Activity — Output exactly the line containing "Pin every instance of the woman in white headscarf." and each line after it through the last line of the records, and nothing else.

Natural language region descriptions

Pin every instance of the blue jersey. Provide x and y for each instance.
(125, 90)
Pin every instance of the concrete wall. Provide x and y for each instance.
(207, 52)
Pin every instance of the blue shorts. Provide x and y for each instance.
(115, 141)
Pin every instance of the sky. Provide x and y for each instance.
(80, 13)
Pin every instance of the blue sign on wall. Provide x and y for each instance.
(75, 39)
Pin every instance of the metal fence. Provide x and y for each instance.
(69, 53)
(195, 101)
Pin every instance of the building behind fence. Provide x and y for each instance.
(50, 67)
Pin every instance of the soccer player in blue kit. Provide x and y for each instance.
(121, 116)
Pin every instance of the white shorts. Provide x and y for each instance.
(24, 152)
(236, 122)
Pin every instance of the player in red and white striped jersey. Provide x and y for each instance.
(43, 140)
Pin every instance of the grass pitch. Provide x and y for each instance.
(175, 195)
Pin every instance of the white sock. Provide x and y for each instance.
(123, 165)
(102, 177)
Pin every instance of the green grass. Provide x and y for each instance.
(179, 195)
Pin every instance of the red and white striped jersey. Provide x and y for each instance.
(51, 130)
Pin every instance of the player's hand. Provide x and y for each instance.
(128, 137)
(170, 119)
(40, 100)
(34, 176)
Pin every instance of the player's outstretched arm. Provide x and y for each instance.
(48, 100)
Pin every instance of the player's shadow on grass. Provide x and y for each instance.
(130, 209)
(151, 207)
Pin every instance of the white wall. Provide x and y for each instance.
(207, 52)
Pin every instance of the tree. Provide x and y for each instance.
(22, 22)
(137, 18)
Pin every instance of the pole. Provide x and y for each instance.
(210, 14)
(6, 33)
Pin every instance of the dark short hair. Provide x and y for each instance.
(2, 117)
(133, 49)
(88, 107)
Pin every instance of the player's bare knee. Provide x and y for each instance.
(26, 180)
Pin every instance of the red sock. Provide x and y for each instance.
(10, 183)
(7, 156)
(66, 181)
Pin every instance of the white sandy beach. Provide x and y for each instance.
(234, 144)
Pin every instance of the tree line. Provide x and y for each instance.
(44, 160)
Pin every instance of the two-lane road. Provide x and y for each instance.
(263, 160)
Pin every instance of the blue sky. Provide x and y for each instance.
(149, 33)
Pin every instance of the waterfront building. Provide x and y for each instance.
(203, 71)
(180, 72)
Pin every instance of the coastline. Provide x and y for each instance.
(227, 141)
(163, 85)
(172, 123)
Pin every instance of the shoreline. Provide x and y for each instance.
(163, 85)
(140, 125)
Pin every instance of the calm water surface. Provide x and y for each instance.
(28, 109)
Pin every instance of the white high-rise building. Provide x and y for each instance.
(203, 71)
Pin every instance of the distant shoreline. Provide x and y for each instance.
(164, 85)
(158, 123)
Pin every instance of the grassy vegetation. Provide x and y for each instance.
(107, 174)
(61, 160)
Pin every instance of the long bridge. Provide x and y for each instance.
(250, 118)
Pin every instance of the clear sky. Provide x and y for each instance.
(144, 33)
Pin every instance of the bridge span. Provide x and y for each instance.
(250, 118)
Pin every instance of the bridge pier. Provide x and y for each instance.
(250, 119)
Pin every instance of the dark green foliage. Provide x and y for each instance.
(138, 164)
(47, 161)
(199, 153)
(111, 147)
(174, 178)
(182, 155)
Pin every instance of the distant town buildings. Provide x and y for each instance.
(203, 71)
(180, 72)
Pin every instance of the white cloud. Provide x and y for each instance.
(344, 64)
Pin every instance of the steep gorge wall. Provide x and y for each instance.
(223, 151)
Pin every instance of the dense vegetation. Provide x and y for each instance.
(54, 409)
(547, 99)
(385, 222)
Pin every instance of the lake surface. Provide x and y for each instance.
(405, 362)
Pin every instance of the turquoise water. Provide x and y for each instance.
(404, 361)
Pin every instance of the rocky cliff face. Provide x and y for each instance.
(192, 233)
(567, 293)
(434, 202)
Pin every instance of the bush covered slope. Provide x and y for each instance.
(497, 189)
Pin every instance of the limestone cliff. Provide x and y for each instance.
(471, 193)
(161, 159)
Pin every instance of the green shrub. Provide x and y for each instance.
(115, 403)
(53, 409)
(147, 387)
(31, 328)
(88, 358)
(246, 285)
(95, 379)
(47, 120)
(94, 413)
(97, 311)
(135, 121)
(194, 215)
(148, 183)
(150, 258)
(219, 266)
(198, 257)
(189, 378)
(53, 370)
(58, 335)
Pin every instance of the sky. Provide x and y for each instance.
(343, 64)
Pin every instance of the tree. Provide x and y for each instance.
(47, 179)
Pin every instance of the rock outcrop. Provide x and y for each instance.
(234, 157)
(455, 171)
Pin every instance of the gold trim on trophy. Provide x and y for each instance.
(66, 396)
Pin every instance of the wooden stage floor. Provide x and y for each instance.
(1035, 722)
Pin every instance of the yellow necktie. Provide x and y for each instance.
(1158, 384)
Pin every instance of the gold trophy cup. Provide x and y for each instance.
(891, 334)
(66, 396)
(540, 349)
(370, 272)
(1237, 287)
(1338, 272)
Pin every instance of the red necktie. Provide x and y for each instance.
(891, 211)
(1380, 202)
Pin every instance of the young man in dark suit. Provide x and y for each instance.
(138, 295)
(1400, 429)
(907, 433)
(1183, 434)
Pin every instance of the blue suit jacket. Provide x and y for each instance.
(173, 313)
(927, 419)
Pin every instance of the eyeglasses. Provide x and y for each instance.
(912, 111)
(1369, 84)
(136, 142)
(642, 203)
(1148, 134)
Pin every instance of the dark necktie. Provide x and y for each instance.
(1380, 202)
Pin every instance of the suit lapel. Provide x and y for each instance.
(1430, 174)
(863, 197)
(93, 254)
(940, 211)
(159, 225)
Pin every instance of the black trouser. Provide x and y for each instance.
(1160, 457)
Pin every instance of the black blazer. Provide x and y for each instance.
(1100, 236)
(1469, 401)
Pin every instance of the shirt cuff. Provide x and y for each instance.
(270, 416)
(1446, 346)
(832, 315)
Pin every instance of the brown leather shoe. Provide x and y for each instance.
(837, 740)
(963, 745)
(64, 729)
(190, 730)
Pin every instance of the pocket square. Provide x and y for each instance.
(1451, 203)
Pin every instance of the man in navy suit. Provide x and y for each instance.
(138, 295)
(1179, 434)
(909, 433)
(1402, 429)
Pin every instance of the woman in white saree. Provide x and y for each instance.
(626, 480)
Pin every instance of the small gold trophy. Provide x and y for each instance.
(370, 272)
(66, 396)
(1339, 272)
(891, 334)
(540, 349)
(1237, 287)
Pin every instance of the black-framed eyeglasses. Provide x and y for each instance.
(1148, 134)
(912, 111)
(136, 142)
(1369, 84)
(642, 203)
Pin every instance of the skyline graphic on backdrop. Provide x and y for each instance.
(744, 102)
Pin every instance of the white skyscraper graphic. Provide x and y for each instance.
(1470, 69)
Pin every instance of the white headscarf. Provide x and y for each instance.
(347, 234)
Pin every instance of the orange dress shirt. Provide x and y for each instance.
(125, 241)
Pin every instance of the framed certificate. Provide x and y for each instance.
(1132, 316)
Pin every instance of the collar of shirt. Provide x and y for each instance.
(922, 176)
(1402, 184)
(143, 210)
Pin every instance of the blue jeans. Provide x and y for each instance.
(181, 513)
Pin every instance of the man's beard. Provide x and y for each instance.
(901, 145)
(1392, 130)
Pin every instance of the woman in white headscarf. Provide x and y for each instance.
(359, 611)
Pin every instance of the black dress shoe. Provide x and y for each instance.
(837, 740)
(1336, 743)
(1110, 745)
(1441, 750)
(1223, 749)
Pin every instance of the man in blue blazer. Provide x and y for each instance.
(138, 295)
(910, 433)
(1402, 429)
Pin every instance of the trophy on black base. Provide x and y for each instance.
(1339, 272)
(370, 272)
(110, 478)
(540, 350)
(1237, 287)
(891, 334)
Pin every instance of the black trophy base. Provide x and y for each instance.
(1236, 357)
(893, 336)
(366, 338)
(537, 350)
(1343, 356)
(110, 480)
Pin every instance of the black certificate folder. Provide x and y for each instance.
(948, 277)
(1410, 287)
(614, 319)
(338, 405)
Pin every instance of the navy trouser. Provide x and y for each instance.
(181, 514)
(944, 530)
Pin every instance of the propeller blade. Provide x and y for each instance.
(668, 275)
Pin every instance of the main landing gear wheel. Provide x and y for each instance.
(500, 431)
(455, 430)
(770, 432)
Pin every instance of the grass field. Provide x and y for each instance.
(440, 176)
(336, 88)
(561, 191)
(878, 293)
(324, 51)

The completed task —
Pin every instance of the woman in white headscarf. Provide x and y for each instance.
(359, 611)
Pin every instance of the black dress shoe. Provide x and y for each instance.
(837, 740)
(1336, 743)
(1110, 745)
(1441, 750)
(1223, 749)
Pin every instance of the man in blue blazer. Provide x and y for each instance.
(138, 295)
(910, 433)
(1402, 429)
Pin every instance of the trophy on black base. Provide x and y for each instance.
(1339, 272)
(370, 272)
(110, 478)
(540, 350)
(1237, 287)
(891, 334)
Pin every instance of the black trophy base. Provide x and y for each instance.
(1236, 357)
(893, 336)
(366, 338)
(537, 350)
(1343, 356)
(110, 480)
Pin every instance of the black certificate folder. Provide x and y for each instance.
(948, 277)
(1410, 287)
(614, 319)
(338, 405)
Pin every instance of the navy trouser. Provide x and y for each instance.
(181, 514)
(944, 530)
Pin every instance of the propeller blade. Provide x and y for each instance.
(668, 275)
Pin every instance of the main landing gear wheel. Provide x and y for each instance.
(500, 431)
(455, 430)
(770, 432)
Pin every instance of the grass field. Provide x and y for each instance.
(440, 176)
(336, 88)
(561, 191)
(878, 293)
(324, 51)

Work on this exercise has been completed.